ASSIGNMENT:
Please retype every record exactly as it appears, omitting the pictures.

....

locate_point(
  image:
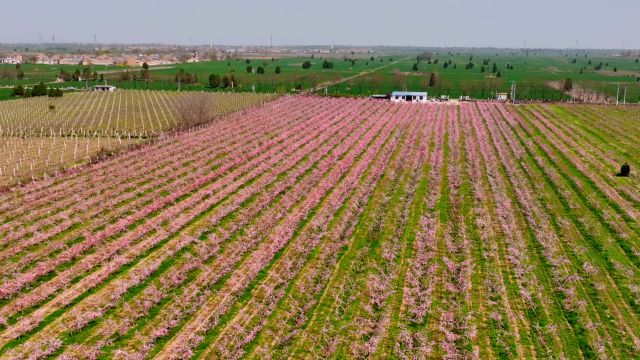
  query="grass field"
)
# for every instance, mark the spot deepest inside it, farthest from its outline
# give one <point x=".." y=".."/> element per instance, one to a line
<point x="316" y="227"/>
<point x="37" y="141"/>
<point x="533" y="73"/>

....

WRITTEN ANSWER:
locate_point(
  image:
  query="grass field"
)
# for every instance, mark the spot deepest inside it, farthest from its outline
# give one <point x=".." y=".."/> element per instance, one to a line
<point x="316" y="227"/>
<point x="37" y="141"/>
<point x="533" y="73"/>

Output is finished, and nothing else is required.